## ИСХОДНЫЙ ТЕКСТ
__________

Напротив, демократизм — синоним неограниченной сменяемости в принципе. Он отвечает и объективным тенденциям современной общественной жизни и психологической потребности современного человека. А вот древние психические формы коррелятивные несменяемости государей и господ, легитимизму, наследственности, династизму, аристократизму, кастовой иерархии.

Возьмем психологическую сторону таких объективных исторических процессов, как, скажем, напор крестьянской массы на крепостное право. Подавляющее число русских крестьян долго и не догадывалось о сменяемости барина. А когда социально-экономическое развитие заставило их догадаться — наступил психический взрыв полного непослушания. Без учета этого психологического звена весь процесс остается как-то разорванным.

Именно из несменяемости и незаменимости вытекает великая психологическая власть отца, матери: по определению, их в общем не может заменить другое лицо, так как их позиция по отношению к индивиду предопределена раз и навсегда до его рождения. Однако и эта ситуация не абсолютна, она расшатана и субъективно и объективно: есть и усыновление, и замена родителей отчимами и мачехами, и безотцовщина, и отцеубийство, и отречение от родителей, особенно же — все бесконечные варианты фактического отхода детей от родителей, начиная от жизни врозь. Точно так же муж был непререкаемым господином, пока развод (в том числе фактический) был абсолютно невозможным. Но уже на памяти всей писаной истории наказывалось прелюбодеяние жены, и, следовательно, оно существовало в реальной жизни, и выражало оно не только некоторую непрочность брака, но и возникшую психологическую оппозицию внушению главы семьи. Чтобы выпростаться из-под его абсолютного авторитета, надо, чтобы он был хоть отчасти сменяем, хоть в помыслах.

Словом, все виды несменяемости лидеров в ходе истории так или иначе расшатывались, а вместе с ними — и прямая передача воли помимо мышления.

__________

## Необработанный перечень

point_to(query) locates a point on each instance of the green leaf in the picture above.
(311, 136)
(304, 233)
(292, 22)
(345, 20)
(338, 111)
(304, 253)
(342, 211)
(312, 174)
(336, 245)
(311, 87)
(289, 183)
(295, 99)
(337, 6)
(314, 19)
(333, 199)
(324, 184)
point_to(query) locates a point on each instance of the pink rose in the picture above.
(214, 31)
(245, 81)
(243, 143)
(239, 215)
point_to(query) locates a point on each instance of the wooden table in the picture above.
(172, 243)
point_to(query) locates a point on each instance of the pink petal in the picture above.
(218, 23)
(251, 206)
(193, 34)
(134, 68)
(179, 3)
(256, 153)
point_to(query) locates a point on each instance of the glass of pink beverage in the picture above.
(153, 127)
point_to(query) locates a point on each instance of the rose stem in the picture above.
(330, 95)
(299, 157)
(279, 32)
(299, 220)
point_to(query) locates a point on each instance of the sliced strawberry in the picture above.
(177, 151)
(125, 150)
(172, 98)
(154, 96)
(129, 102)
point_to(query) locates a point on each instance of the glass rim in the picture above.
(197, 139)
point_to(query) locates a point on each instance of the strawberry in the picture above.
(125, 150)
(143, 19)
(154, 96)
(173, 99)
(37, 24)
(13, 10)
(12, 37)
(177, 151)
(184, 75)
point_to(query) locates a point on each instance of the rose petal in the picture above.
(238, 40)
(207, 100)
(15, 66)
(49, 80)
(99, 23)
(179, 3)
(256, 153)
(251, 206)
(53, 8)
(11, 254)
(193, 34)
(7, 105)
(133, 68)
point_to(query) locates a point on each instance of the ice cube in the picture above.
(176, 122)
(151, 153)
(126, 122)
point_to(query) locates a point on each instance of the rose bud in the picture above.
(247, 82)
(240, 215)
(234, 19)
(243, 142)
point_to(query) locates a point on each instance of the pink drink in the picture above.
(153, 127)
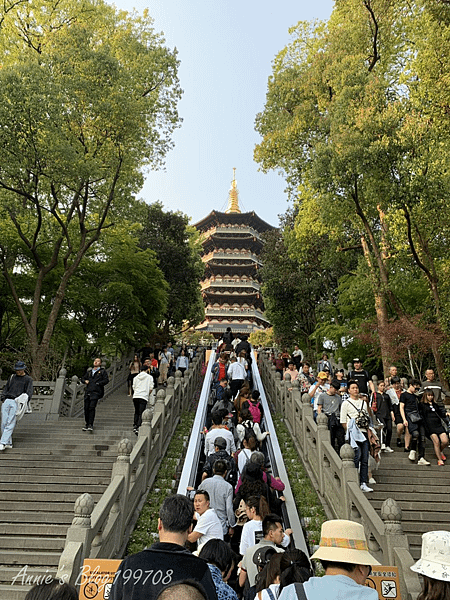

__________

Ответьте на вопросы по тексту о сменяемости:
1. Синонимом чего автор называет демократизм?
2. Что наступило, когда социально-экономическое развитие заставило крестьян догадаться о сменяемости барина?
3. До какого времени муж был непререкаемым господином?
Перечень — самостоятельный материал, не связанный с текстом о сменяемости.

## ОТВЕТ
1. Демократизм — синоним неограниченной сменяемости в принципе.
2. Наступил психический взрыв полного непослушания.
3. Пока развод, в том числе фактический, был абсолютно невозможным.